Do this => Pull out every line of the listing below word for word, and leave the pictures out.
══ Materials provided ══
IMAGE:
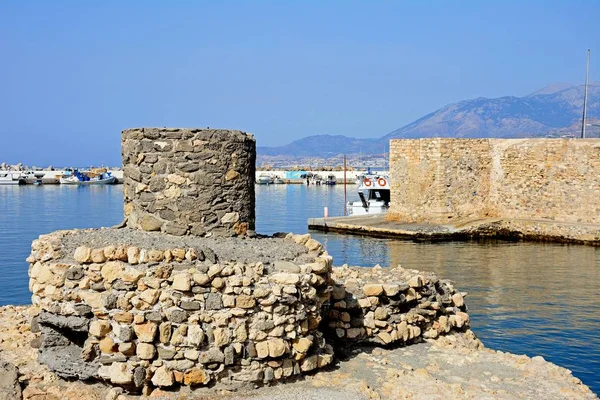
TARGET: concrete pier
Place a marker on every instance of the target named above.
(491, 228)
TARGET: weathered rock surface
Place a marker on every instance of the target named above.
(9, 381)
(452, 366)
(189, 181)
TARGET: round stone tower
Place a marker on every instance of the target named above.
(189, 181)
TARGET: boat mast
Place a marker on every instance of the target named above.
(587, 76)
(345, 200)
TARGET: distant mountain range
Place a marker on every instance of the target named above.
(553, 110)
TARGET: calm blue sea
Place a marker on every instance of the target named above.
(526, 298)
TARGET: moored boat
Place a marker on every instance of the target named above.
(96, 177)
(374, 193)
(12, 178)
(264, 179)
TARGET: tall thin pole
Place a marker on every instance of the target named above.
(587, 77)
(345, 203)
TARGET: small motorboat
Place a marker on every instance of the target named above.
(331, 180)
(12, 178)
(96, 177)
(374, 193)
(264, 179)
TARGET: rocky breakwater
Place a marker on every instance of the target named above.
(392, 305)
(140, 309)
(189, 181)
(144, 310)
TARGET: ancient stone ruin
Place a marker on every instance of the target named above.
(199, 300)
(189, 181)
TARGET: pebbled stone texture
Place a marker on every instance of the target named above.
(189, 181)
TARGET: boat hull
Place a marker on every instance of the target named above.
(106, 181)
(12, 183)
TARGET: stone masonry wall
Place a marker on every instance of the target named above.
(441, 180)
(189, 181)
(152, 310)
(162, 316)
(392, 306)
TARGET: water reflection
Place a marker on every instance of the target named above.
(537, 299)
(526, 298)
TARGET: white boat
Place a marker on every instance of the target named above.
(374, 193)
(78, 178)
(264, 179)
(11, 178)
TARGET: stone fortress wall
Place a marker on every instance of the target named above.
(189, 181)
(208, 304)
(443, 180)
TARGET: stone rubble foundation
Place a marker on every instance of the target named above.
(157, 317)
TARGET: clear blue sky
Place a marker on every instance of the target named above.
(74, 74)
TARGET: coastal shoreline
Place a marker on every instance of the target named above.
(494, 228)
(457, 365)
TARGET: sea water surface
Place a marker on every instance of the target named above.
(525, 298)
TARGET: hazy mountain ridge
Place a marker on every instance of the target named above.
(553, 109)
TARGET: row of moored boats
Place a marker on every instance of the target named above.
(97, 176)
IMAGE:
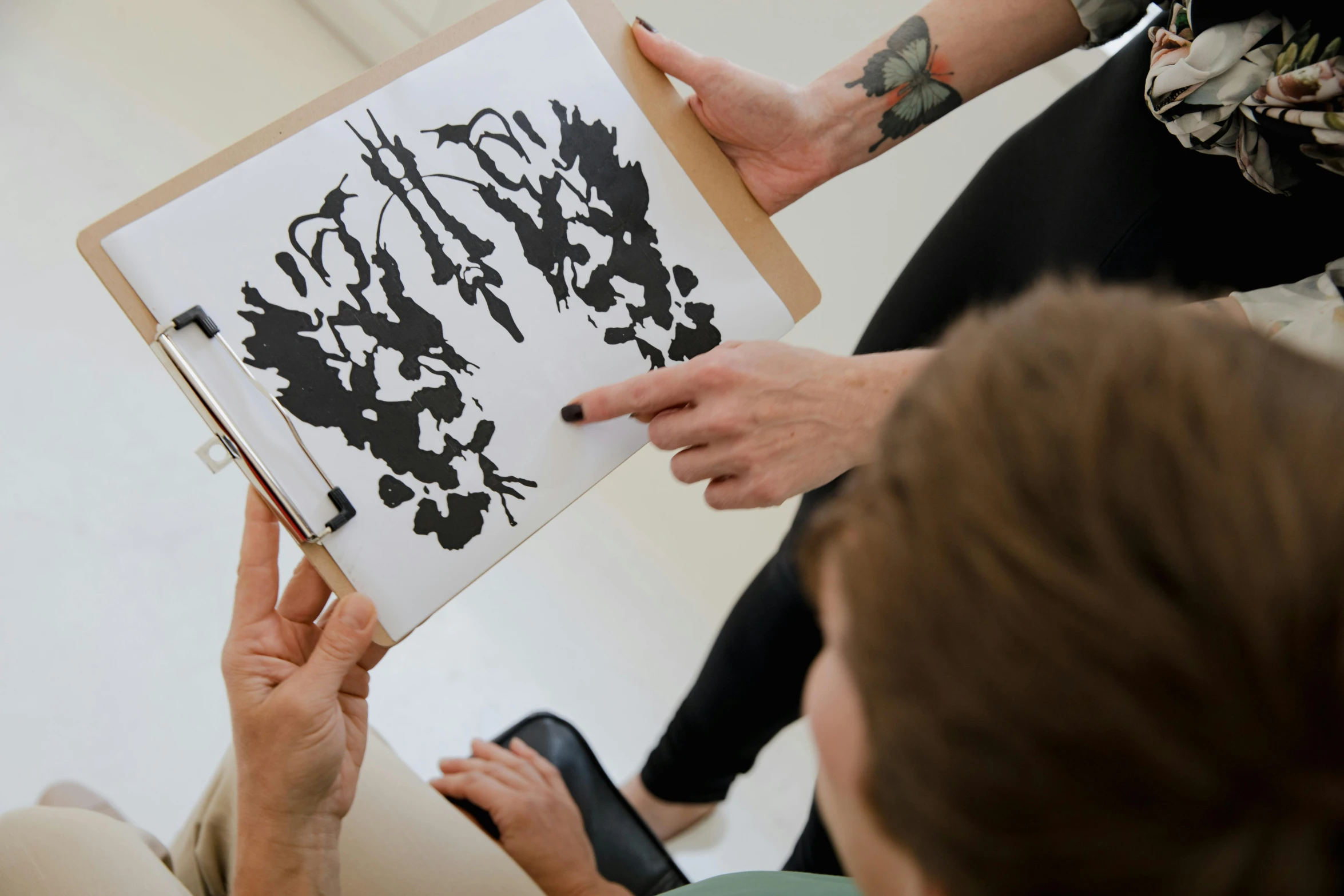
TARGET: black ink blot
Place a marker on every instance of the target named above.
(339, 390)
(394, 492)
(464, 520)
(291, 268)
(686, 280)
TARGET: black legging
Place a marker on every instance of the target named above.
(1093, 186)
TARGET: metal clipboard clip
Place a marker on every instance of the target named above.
═══
Correct answer =>
IMAGE:
TARGET: concrete pier
Place a marker on every instance of the target named above.
(491, 228)
TARGET: weathered rock surface
Place a marker on every instance of the target named above.
(9, 381)
(452, 366)
(189, 181)
TARGET: round stone tower
Place a marker on every instance of the target named above.
(189, 181)
TARGET: boat mast
Place a marker on every instance of the target named above.
(587, 76)
(345, 200)
TARGET: distant mountain range
Place a marker on every instance of the target named above.
(553, 110)
TARGET: calm blue sea
Place a marker on every instance of the target named above.
(526, 298)
TARGET: moored boat
Place a marker on every instance of the target named above.
(96, 177)
(374, 193)
(12, 178)
(264, 179)
TARGET: tall thin pole
Place a marker on every instance of the target named above.
(587, 77)
(345, 203)
TARGET: small motorboat
Place a marker on every instance of the target named above.
(331, 180)
(12, 178)
(96, 177)
(374, 193)
(264, 179)
TARGET: rocky breakwater
Place a marker on every instance of the target named above.
(392, 305)
(140, 309)
(189, 181)
(144, 310)
TARGET: ancient stone ruin
Place a marker on every instance of the target named above.
(199, 300)
(189, 181)
TARGET: pebbled stone texture
Place a marker on every instance of the target named above.
(189, 181)
TARGET: boat hull
Place a marker on every instance of the target named above.
(106, 181)
(12, 183)
TARGET: stone masonry wall
Place a marker on every instance of the target named above.
(441, 180)
(189, 181)
(152, 310)
(162, 316)
(392, 306)
TARGET: water reflection
Place a marker on every instance of the target named above.
(537, 299)
(526, 298)
TARGET: white boat
Place a marker on every instance of the target named above.
(374, 193)
(78, 178)
(264, 179)
(11, 178)
TARGET: stone fortress wall
Place a marker on every instance of the target named above.
(189, 181)
(208, 304)
(443, 180)
TARGET: stone rubble foundation
Place a marker on every instance of the target named above.
(157, 317)
TARGET: clear blue sky
Place a marker on every instance of the target named above.
(74, 74)
TARGET: coastal shoreline
Place a marker on every instance of the target named above.
(494, 228)
(457, 365)
TARGET: sea water surface
Place a marker on every instance of the target named above.
(525, 298)
TARGET: hazy mountain ridge
Place a marker on every instance of the target named above.
(553, 109)
TARGET: row of moored boats
Place a marker on every instance of the target named above.
(97, 176)
IMAGE:
TARGET: black ink blot
Place a marker on every instance of the target named above.
(339, 390)
(394, 492)
(464, 520)
(291, 268)
(686, 280)
TARGET: black legging
Place a marker on every instance of the target named above.
(1093, 186)
TARGET: metal clipboard clip
Place a marker on every instance of the target named above.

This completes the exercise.